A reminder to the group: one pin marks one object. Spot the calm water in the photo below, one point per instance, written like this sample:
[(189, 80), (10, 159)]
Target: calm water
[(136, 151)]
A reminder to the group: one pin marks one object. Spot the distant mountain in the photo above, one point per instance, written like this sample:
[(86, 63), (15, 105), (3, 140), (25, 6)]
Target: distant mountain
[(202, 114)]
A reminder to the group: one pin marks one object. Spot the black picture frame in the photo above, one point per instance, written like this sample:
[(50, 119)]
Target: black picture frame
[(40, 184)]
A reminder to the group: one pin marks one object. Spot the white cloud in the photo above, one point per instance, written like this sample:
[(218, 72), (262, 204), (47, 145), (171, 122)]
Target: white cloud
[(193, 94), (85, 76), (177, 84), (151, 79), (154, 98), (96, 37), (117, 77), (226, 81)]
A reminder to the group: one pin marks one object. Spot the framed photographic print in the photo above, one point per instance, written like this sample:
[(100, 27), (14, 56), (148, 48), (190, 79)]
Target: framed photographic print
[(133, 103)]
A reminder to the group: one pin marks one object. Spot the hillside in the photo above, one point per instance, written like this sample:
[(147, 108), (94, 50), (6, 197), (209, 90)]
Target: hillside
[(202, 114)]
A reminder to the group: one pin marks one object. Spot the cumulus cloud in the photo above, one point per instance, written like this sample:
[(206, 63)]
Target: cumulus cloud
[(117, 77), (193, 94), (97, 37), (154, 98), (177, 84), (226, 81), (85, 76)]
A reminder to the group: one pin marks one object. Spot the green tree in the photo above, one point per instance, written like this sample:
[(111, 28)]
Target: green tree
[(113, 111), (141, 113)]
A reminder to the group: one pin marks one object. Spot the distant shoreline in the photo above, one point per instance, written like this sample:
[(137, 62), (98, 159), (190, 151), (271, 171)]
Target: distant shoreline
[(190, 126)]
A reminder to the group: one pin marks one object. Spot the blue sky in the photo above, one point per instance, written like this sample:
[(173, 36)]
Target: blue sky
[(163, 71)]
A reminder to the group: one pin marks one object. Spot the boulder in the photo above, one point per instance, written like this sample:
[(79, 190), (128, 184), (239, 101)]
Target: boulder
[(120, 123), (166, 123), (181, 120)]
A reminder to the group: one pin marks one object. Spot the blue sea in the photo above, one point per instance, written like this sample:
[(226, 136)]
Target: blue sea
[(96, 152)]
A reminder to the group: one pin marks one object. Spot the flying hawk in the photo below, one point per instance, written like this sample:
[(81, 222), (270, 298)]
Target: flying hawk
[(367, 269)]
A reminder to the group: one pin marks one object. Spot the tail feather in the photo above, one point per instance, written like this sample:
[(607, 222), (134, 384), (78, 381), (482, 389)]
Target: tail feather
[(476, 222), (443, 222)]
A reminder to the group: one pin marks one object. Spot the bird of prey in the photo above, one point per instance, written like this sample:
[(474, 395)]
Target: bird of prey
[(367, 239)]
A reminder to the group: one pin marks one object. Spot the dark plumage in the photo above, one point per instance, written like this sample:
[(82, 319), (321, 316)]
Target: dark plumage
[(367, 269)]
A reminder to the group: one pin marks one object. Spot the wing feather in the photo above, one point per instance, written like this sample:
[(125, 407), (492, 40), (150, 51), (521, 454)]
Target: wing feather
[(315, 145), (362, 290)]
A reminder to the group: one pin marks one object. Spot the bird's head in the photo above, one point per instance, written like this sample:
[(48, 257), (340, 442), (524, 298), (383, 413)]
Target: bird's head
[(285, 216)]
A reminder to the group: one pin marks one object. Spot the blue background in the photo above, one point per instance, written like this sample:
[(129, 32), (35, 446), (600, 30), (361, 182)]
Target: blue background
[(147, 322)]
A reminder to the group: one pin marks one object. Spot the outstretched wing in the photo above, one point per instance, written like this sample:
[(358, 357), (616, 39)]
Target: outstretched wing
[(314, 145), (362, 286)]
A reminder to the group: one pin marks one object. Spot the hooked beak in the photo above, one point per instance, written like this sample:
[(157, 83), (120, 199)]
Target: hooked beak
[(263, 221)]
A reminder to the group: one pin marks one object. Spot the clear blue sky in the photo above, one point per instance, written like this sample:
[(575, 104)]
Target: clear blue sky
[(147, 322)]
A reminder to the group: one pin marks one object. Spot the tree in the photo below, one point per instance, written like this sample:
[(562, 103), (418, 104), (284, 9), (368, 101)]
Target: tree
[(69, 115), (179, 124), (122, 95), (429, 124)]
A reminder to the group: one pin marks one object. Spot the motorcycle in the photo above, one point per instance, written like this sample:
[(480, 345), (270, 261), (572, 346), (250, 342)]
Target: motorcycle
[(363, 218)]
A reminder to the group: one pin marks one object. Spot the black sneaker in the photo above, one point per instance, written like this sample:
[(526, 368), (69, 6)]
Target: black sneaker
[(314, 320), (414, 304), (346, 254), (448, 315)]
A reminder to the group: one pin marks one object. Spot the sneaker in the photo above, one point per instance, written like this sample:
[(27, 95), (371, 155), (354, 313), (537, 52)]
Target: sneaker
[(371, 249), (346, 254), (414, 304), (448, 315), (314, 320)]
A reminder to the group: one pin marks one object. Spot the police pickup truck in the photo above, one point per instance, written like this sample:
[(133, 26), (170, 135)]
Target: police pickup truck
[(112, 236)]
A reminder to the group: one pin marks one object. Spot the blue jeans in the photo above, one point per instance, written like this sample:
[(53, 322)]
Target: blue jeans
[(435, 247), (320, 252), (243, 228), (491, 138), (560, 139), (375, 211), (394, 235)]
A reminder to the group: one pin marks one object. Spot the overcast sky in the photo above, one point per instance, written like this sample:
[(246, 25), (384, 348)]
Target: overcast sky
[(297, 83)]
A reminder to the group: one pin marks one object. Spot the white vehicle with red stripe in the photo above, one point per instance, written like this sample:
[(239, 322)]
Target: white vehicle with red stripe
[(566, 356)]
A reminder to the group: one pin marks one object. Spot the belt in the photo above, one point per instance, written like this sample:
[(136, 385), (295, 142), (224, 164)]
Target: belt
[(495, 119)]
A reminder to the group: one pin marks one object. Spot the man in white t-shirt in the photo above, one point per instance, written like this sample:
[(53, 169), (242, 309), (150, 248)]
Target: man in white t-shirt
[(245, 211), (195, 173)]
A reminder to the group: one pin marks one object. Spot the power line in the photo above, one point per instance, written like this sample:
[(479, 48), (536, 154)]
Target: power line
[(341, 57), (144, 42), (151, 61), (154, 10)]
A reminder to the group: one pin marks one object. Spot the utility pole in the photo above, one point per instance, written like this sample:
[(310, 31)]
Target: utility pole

ACTIVITY. Copy the listing in full. Match it word for word.

ANSWER FOR THE TASK.
A reminder to the group: one pin marks one object. Spot the calm water in the photo below, one point per instance, written like this sample:
[(189, 80), (10, 159)]
Target: calm water
[(136, 151)]
A reminder to the group: one pin marks one object. Spot the distant mountain in the photo above, one point per instance, written like this sample:
[(86, 63), (15, 105), (3, 140), (25, 6)]
Target: distant mountain
[(202, 114)]
A reminder to the group: one pin marks one object. Spot the black picture frame in the photo above, one point per instance, written like this sample:
[(50, 119)]
Target: black picture frame
[(40, 184)]
A reminder to the group: one pin marks one object. Spot the white cloud in the photo above, one point per instance, written like this sample:
[(218, 72), (262, 204), (47, 145), (171, 122)]
Target: white cloud
[(193, 94), (85, 76), (177, 84), (151, 79), (154, 98), (96, 37), (117, 77), (226, 81)]
A reminder to the group: one pin marks one object. Spot the framed photographic print in the photo above, one point per instance, written like this sample:
[(100, 27), (14, 56), (148, 48), (190, 79)]
Target: framed photographic print
[(133, 103)]
A reminder to the group: one pin marks one object. Spot the hillside in the photo above, one point per instance, written like this sample:
[(147, 108), (94, 50), (6, 197), (209, 90)]
Target: hillside
[(202, 114)]
A reminder to the group: one pin marks one object. Spot the cumulus cloud in the photo above, one point per instance, written like this sample:
[(206, 63)]
Target: cumulus cloud
[(117, 77), (193, 94), (97, 37), (154, 98), (177, 84), (226, 81), (85, 76)]
A reminder to the group: one pin marks one object. Spot the green tree in the photo above, one point per instance, written like this sample:
[(111, 28)]
Target: green tree
[(113, 111), (141, 113)]
A reminder to the group: one pin marks one object. Spot the distant shoreline in the photo above, one point per instance, written like this sample:
[(137, 62), (98, 159), (190, 151), (271, 171)]
Target: distant shoreline
[(190, 126)]
A reminder to the group: one pin marks one object. Spot the blue sky in the photo above, one point per instance, written like this sample:
[(173, 36)]
Target: blue sky
[(163, 71)]
A reminder to the group: one pin marks one object. Spot the boulder in the photo above, one point per instance, written like this sample:
[(79, 190), (128, 184), (239, 101)]
Target: boulder
[(120, 123), (166, 123), (181, 120)]
A reminder to the group: one pin marks one object. Spot the blue sea in the photo above, one point per instance, written like this sample:
[(226, 136)]
Target: blue sea
[(96, 152)]
A reminder to the group: one pin marks one object. Spot the flying hawk in the photo below, one point per instance, written like this sample:
[(81, 222), (270, 298)]
Target: flying hawk
[(367, 269)]
A reminder to the group: one pin marks one object. Spot the tail feather in the photo above, one point per instance, written like this sample:
[(607, 222), (134, 384), (78, 381), (482, 389)]
Target: tail feather
[(476, 222), (443, 222)]
A reminder to the group: one pin marks one object. Spot the bird of prey in the photo above, one point per instance, written like this sample:
[(474, 395)]
Target: bird of prey
[(367, 239)]
A reminder to the group: one pin marks one object. Spot the dark plumage in the photo above, one point per instance, written like this sample:
[(82, 319), (321, 316)]
Target: dark plumage
[(367, 269)]
A reminder to the group: one pin marks one object. Spot the wing feather in the photo above, one point per instance, written like this sample:
[(125, 407), (492, 40), (150, 51), (521, 454)]
Target: wing feather
[(315, 145), (362, 290)]
A reminder to the group: one pin marks one object. Spot the bird's head in the photo above, one point per instance, written like this sample:
[(48, 257), (340, 442), (524, 298), (383, 413)]
Target: bird's head
[(285, 216)]
A reminder to the group: one pin marks one object. Spot the blue background in the photo above, one point per instance, written like this sample:
[(129, 32), (35, 446), (600, 30), (361, 182)]
Target: blue background
[(147, 322)]
A reminder to the group: one pin marks one object. Spot the outstretched wing in the photo above, one point per instance, written like this sample:
[(358, 357), (616, 39)]
Target: outstretched wing
[(314, 145), (362, 286)]
A reminder to the group: one pin marks one object. Spot the hooked beak in the photo above, one point per instance, written like this sample:
[(157, 83), (120, 199)]
Target: hooked beak
[(263, 221)]
A reminder to the group: one pin marks one object. Spot the clear blue sky in the photo above, one point per instance, written like this sample:
[(575, 104)]
Target: clear blue sky
[(147, 322)]
A reminder to the group: one pin marks one object. Spot the tree in the photo below, one point per instance, written like this sample:
[(562, 103), (418, 104), (284, 9), (368, 101)]
Target: tree
[(69, 115), (179, 124), (122, 95), (429, 124)]
A reminder to the group: one pin marks one object. Spot the motorcycle in the photo above, one point per instance, written like this sample:
[(480, 345), (270, 261), (572, 346), (250, 342)]
Target: motorcycle
[(363, 218)]
A reminder to the group: one pin marks one object. Spot the black sneaker in the photo above, one point per instance, written like this sample:
[(526, 368), (69, 6)]
Target: black sneaker
[(314, 320), (414, 304), (346, 254), (448, 315)]
A reminder to the group: one pin marks one object. Spot the sneaker in the photo above, one point per instance, written like this sample:
[(27, 95), (371, 155), (354, 313), (537, 52)]
Target: sneaker
[(371, 249), (346, 254), (414, 304), (448, 315), (314, 320)]
A reminder to the group: one pin marks one object. Spot the police pickup truck in the photo above, one point per instance, written like this sample:
[(133, 26), (170, 135)]
Target: police pickup truck
[(112, 236)]
A reminder to the group: one pin marks one object. Spot the blue jeans in the photo above, one point per instance, written like this sample:
[(53, 322)]
Target: blue jeans
[(435, 247), (320, 252), (243, 228), (491, 138), (560, 139), (375, 211), (394, 235)]
A reminder to the group: one pin marks one object. Spot the overcast sky in the photo above, one point per instance, written like this sample:
[(246, 25), (384, 348)]
Target: overcast sky
[(297, 83)]
A reminder to the group: one pin marks one object. Spot the white vehicle with red stripe in the photo above, one point per instance, written like this sample:
[(239, 322)]
Target: white vehicle with red stripe
[(566, 356)]
A reminder to the group: one pin marks one object. Spot the belt in the photo above, one point per instance, written like this sample:
[(136, 385), (295, 142), (224, 164)]
Target: belt
[(495, 119)]
A reminder to the group: one pin marks one object. Spot the man in white t-shirt in the photo above, one point per instance, written like this sample:
[(53, 169), (242, 309), (150, 248)]
Target: man in white t-shirt
[(245, 211), (195, 173)]
A reminder to the group: one pin marks one object. Spot the power line in the photo above, one point per instance, written like this sample:
[(479, 48), (536, 154)]
Target: power line
[(341, 57), (144, 42), (151, 61), (154, 10)]
A reminder to the group: one pin marks one object. Spot the utility pole in the photo above, one point per instance, written like this sample:
[(310, 31)]
Target: utility pole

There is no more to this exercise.